Given problem> Pull out every line of the records that contains the word "sunlight", and copy each one in full. Case counts, so match only that exact capitalization.
[Start Supplied entries]
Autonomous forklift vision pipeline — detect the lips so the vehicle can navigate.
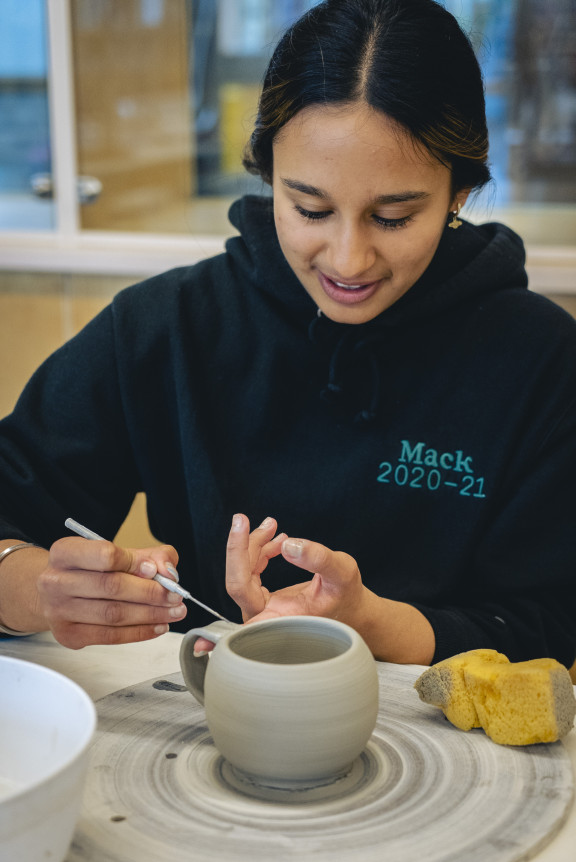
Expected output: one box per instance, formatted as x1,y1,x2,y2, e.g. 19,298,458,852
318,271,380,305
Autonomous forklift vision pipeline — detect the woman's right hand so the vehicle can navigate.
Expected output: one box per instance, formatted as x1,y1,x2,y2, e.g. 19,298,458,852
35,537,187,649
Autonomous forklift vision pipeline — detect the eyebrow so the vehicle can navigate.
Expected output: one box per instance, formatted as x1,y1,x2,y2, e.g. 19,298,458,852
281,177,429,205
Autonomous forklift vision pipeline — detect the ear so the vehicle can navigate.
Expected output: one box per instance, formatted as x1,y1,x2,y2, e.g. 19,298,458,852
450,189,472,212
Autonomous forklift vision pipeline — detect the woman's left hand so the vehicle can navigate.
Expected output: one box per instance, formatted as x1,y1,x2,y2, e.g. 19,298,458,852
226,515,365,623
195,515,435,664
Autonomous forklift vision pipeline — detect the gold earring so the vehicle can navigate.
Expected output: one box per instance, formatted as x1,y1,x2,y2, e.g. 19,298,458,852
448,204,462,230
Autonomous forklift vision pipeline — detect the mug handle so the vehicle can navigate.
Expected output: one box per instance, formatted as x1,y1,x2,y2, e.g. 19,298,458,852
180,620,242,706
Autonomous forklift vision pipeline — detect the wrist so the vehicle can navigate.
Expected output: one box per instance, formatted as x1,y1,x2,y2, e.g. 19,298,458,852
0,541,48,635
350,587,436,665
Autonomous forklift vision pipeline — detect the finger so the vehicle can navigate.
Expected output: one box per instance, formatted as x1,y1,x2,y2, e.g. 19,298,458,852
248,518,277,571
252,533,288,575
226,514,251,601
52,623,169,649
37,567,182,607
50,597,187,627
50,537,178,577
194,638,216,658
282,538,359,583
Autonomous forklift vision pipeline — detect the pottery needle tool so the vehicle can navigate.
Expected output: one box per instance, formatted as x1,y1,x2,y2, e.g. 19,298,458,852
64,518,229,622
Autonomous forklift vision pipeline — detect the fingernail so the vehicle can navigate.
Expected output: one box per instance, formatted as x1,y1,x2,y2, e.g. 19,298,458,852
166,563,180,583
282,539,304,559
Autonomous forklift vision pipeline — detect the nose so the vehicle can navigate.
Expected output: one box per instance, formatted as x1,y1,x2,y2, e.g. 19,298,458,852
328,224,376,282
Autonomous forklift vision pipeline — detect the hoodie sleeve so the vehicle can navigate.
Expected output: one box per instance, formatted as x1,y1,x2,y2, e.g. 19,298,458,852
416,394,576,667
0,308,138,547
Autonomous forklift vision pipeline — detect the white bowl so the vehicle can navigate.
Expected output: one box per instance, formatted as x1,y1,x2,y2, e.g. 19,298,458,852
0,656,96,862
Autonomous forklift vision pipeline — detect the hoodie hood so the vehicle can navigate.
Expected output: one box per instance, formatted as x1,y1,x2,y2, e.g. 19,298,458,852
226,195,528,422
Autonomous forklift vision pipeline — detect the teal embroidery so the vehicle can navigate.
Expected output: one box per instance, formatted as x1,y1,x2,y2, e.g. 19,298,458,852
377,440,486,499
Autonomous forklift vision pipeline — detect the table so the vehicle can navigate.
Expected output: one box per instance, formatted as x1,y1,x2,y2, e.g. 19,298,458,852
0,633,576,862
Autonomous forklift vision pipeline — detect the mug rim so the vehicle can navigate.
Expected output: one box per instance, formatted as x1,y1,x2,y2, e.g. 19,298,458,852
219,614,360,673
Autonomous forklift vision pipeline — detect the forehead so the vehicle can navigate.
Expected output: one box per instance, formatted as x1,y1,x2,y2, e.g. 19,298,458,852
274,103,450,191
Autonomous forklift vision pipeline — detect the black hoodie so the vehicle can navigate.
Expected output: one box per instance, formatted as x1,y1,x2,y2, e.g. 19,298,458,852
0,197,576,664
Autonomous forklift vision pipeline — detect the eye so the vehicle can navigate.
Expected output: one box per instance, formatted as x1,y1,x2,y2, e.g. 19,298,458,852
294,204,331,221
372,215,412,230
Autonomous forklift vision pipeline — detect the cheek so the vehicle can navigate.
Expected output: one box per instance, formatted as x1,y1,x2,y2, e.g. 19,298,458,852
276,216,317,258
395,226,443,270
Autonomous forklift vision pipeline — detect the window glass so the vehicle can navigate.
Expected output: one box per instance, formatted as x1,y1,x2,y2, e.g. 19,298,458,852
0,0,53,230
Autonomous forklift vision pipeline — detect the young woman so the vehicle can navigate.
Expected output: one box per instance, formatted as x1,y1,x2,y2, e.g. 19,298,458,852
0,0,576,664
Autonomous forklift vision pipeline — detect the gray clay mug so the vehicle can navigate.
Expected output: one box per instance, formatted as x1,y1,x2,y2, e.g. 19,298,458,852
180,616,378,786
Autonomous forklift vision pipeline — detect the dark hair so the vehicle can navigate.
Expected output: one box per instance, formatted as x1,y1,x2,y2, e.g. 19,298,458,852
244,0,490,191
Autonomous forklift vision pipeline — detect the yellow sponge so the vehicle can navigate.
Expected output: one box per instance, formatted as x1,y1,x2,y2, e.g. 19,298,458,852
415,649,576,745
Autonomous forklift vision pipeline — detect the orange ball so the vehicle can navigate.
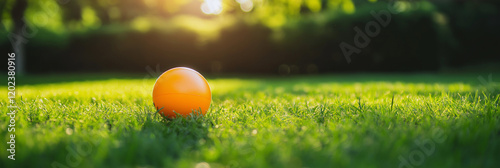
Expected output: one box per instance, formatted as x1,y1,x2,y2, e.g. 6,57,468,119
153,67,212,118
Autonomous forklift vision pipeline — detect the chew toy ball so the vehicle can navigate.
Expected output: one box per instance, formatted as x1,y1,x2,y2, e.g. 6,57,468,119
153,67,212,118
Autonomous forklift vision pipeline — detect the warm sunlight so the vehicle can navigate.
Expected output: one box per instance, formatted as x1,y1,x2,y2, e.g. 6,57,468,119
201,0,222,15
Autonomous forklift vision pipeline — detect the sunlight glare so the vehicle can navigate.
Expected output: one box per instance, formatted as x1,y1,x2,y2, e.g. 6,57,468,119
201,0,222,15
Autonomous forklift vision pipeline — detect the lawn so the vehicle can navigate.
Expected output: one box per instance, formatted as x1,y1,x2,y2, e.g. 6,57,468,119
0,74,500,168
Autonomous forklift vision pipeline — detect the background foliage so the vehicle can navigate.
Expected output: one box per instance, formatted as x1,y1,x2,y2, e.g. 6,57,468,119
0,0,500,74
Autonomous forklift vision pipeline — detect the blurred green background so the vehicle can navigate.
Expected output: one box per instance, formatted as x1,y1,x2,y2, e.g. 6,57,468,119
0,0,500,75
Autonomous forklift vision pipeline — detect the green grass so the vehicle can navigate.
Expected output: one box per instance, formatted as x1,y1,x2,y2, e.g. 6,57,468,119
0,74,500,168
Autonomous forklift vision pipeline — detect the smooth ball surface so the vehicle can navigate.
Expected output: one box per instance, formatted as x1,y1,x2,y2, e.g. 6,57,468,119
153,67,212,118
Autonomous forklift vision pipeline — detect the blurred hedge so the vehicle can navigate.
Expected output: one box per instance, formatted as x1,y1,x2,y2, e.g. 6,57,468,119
[End Supplied entries]
Written solution>
Autonomous forklift vision pipeline — detect the warm sunlight so the vehicle can navigate.
Autonomous forklift vision pipeline — detect the sunlight glare so the vehicle can navigate.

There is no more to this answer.